Görev: Aşağıdaki ilk derece mahkemesi kararı metnini baştan sona, tek harfini bile değiştirmeden yeniden yazın.

III. İLK DERECE MAHKEMESİ KARARI
İlk Derece Mahkemesinin yukarıdaki başlıkta tarih ve sayısı belirtilen kararı ile; davalı babanın velâyet görevini ihmal ettiği veya kötüye kullandığı, koşulların değiştiği hususunun davacı tarafından ispatlanamadığı gerekçesiyle davacının tedbiren de dahil olmak üzere velâyetin değiştirilmesi ve bu davanın fer'îsi niteliğindeki iştirak nafakası talepli davasının reddine, her ne kadar ortak çocuk anne ile daha fazla görüşmek istediğini bilirkişi raporunu düzenleyen heyete bildirmiş heyet raporunda kişisel ilişkinin iki haftada bir cuma gününden salı gününe kadar kurulmasının çocuğun üstün menfaatine olduğu kanaati belirtilmiş, davacı taraf da her hafta haftanın 4 günü kişisel ilişkin kurulmasını talep etmiş ise de, her hafta sonu kişisel ilişki kurulmasının babanın velâyet hakkını engellenebileceği gibi küçüğün hafta sonu babası ile hiç zaman geçirmemesine sebep olacağı da dikkate alınarak davacının ortak çocuk ile anne arasında kurulan kişisel ilişkinin yeniden düzenlenmesi talepli davasının kısmen kabulüne, ... 9.Aile Mahkemesinin 2020/343 E., 2020/401 K.sayılı ilamı ile ortak çocuk ile anne arasında kurulan kişisel ilişkinin "Her ayın 1.ve 3.haftası Cumartesi günleri saat 09.00 dan Pazar günü saat 19.00 a kadar, dini bayramların 2. günü saat 09.00 dan 3. günü saat 19.00 a kadar, anneler günü saat 09.00 dan saat 19.00 a kadar, Nisan ve Kasım ara tatillerinin ilk Cumartesi saat 09.00 dan takip eden Çarşamba günü saat 19.00 a kadar, sömestr tatilinin ilk haftası 2. günü saat 09.00 dan 8. günü saat 18.00 e kadar, her yıl 1 Temmuz saat: 09.00 dan 31 Temmuz saat 18.00 e kadar" şeklinde değiştirilmesine, davacının ortak çocuk için takdir edilen iştirak nafakasının tedbiren kaldırılması talebi hususunda, velâyetin tedbiren değiştirilmesine karar verilmediğinden karar verilmesine yer olmadığına, davacı anne yararına vekalet ücretine karar verilmiştir.

Veri Kümesi Kesiti:
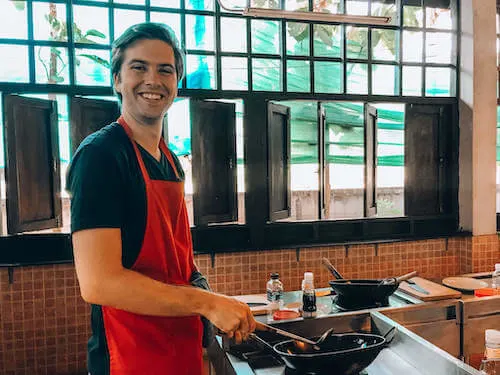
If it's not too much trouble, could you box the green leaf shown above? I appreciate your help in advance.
[85,29,106,39]
[78,53,110,68]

Ayrıntılı Çözüm:
III. İLK DERECE MAHKEMESİ KARARI
İlk Derece Mahkemesinin yukarıdaki başlıkta tarih ve sayısı belirtilen kararı ile; davalı babanın velâyet görevini ihmal ettiği veya kötüye kullandığı, koşulların değiştiği hususunun davacı tarafından ispatlanamadığı gerekçesiyle davacının tedbiren de dahil olmak üzere velâyetin değiştirilmesi ve bu davanın fer'îsi niteliğindeki iştirak nafakası talepli davasının reddine, her ne kadar ortak çocuk anne ile daha fazla görüşmek istediğini bilirkişi raporunu düzenleyen heyete bildirmiş heyet raporunda kişisel ilişkinin iki haftada bir cuma gününden salı gününe kadar kurulmasının çocuğun üstün menfaatine olduğu kanaati belirtilmiş, davacı taraf da her hafta haftanın 4 günü kişisel ilişkin kurulmasını talep etmiş ise de, her hafta sonu kişisel ilişki kurulmasının babanın velâyet hakkını engellenebileceği gibi küçüğün hafta sonu babası ile hiç zaman geçirmemesine sebep olacağı da dikkate alınarak davacının ortak çocuk ile anne arasında kurulan kişisel ilişkinin yeniden düzenlenmesi talepli davasının kısmen kabulüne, ... 9.Aile Mahkemesinin 2020/343 E., 2020/401 K.sayılı ilamı ile ortak çocuk ile anne arasında kurulan kişisel ilişkinin "Her ayın 1.ve 3.haftası Cumartesi günleri saat 09.00 dan Pazar günü saat 19.00 a kadar, dini bayramların 2. günü saat 09.00 dan 3. günü saat 19.00 a kadar, anneler günü saat 09.00 dan saat 19.00 a kadar, Nisan ve Kasım ara tatillerinin ilk Cumartesi saat 09.00 dan takip eden Çarşamba günü saat 19.00 a kadar, sömestr tatilinin ilk haftası 2. günü saat 09.00 dan 8. günü saat 18.00 e kadar, her yıl 1 Temmuz saat: 09.00 dan 31 Temmuz saat 18.00 e kadar" şeklinde değiştirilmesine, davacının ortak çocuk için takdir edilen iştirak nafakasının tedbiren kaldırılması talebi hususunda, velâyetin tedbiren değiştirilmesine karar verilmediğinden karar verilmesine yer olmadığına, davacı anne yararına vekalet ücretine karar verilmiştir.